- STATED EXERCISE: Quote verbatim the items from the start through the line containing "M395 120L395 109L392", including both ends.
>> START LISTED ENTRIES
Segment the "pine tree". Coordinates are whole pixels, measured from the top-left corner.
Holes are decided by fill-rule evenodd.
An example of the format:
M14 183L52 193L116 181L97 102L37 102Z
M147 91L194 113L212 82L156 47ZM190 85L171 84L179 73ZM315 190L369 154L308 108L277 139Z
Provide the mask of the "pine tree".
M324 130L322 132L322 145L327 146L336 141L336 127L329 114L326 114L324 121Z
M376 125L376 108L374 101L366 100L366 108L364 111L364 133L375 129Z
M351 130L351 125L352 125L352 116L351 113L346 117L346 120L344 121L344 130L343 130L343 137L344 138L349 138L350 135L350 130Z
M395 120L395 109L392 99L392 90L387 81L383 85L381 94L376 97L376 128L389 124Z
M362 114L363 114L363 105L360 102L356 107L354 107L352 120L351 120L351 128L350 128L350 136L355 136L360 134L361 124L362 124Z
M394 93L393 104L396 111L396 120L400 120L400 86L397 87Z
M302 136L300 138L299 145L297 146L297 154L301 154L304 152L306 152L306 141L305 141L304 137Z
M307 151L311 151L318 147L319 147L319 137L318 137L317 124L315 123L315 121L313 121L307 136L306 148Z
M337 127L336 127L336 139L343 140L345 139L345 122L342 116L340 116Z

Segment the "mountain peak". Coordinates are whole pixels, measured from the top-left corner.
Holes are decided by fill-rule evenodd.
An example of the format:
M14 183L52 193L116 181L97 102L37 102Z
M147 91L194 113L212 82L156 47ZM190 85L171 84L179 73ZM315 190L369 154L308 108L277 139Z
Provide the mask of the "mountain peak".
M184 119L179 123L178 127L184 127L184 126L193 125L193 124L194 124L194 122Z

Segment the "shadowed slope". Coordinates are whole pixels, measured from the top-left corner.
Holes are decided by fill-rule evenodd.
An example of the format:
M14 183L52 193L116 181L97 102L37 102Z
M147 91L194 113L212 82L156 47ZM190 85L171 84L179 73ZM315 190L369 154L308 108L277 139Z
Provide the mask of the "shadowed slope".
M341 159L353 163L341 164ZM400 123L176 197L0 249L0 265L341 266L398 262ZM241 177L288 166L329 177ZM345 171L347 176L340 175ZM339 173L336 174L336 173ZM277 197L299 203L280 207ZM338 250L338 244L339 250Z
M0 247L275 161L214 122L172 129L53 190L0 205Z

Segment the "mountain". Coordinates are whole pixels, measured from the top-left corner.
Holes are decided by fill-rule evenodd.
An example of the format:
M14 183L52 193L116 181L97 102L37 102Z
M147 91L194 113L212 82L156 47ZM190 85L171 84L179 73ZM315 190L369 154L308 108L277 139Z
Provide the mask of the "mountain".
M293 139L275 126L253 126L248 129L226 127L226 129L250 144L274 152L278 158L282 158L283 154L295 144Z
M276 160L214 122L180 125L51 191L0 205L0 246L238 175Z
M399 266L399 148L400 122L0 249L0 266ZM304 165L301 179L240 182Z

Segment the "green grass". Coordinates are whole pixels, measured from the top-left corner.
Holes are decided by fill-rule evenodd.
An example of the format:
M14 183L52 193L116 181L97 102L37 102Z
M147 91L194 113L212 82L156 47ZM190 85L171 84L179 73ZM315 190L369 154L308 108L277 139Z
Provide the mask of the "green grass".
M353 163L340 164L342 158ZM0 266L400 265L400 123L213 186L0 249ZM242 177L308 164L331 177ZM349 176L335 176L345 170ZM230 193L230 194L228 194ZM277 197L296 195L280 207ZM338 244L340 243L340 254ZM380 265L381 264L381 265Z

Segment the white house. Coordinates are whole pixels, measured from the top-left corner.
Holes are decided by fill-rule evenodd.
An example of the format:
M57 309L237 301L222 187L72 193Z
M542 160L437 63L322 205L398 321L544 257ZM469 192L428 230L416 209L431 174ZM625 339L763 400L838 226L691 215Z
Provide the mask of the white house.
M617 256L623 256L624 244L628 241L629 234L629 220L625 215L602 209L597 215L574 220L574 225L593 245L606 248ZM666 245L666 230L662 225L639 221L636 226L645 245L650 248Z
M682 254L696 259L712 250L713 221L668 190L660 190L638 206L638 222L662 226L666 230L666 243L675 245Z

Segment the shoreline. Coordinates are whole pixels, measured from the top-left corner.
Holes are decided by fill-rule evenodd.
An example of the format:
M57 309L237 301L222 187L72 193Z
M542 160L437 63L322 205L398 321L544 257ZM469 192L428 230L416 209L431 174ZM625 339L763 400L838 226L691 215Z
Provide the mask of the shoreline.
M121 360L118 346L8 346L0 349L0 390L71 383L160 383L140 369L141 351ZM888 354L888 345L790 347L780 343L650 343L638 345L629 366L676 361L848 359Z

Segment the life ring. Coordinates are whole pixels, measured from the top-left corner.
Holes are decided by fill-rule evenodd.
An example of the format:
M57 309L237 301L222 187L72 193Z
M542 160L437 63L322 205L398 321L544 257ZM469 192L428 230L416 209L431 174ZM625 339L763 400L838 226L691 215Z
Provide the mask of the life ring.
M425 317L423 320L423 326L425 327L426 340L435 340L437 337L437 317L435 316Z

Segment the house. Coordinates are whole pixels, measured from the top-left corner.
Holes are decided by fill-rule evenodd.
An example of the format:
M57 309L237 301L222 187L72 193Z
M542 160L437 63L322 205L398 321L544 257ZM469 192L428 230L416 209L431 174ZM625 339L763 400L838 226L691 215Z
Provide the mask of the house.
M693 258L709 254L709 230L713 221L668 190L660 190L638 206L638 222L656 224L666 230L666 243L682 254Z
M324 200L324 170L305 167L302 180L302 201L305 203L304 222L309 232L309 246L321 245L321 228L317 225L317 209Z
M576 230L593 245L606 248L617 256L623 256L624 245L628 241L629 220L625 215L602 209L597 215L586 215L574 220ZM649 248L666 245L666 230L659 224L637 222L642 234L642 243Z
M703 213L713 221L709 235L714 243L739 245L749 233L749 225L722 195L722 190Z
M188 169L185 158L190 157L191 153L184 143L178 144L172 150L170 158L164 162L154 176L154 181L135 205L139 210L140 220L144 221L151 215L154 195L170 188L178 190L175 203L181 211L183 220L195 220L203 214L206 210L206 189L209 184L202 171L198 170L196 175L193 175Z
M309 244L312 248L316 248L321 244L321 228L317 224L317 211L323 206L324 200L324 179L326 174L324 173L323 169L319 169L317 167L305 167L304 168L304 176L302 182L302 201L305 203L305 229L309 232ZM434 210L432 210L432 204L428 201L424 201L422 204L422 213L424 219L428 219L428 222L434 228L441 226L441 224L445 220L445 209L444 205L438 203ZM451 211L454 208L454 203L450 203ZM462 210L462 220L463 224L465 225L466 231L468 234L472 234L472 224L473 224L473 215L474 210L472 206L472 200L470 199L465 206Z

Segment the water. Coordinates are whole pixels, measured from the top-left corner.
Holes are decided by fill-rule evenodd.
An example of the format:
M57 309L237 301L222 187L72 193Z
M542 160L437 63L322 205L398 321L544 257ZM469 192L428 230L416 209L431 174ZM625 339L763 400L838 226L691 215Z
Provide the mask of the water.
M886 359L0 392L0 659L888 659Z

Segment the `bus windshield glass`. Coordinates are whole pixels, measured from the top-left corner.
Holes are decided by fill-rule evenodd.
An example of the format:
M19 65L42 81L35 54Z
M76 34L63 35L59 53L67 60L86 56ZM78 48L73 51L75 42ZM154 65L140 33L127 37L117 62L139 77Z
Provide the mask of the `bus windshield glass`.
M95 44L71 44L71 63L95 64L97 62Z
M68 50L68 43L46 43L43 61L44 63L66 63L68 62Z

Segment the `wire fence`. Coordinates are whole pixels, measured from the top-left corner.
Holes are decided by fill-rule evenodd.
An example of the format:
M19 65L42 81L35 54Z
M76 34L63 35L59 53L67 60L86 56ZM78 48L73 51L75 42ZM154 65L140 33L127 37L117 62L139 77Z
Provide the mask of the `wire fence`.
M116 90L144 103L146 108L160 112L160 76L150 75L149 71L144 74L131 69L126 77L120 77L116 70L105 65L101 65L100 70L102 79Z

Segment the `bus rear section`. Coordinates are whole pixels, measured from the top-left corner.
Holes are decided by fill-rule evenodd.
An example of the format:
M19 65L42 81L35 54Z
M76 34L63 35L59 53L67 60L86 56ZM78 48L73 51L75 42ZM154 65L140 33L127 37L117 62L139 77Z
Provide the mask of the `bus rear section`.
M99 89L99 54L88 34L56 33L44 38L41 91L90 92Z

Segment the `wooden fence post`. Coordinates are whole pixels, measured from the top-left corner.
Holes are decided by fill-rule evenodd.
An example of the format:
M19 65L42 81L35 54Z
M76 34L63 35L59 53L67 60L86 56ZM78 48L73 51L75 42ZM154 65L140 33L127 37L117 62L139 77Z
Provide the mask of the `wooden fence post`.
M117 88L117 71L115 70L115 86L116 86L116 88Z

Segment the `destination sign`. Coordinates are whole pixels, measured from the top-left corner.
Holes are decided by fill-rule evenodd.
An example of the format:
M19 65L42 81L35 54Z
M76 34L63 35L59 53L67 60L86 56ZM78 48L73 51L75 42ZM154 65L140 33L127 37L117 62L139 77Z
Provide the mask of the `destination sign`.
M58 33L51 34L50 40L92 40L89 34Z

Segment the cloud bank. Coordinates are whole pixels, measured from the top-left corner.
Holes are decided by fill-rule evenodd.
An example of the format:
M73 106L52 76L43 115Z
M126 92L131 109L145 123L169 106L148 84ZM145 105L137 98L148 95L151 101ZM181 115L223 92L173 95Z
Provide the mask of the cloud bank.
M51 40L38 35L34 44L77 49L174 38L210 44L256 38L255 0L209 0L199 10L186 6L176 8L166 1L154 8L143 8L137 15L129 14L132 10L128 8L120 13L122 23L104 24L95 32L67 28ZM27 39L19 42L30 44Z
>> END LISTED ENTRIES
- EXERCISE SOLUTION:
Segment the "pine tree". Coordinates are whole pixels, measured from the top-left corner.
Holes are decided by fill-rule evenodd.
An example of the format:
M14 183L52 193L116 181L97 102L37 102Z
M147 91L194 113L212 82L156 47ZM190 85L171 84L179 73ZM315 190L369 154L308 108L277 139Z
Provide the mask of the "pine tree".
M324 130L322 132L322 145L327 146L336 141L336 127L329 114L326 114L324 121Z
M376 125L376 108L374 101L366 100L366 108L364 111L364 133L375 129Z
M351 130L351 125L352 125L352 116L351 113L346 117L346 120L344 121L344 130L343 130L343 137L344 138L349 138L350 135L350 130Z
M395 120L395 109L392 99L392 90L387 81L383 85L381 94L376 97L376 128L389 124Z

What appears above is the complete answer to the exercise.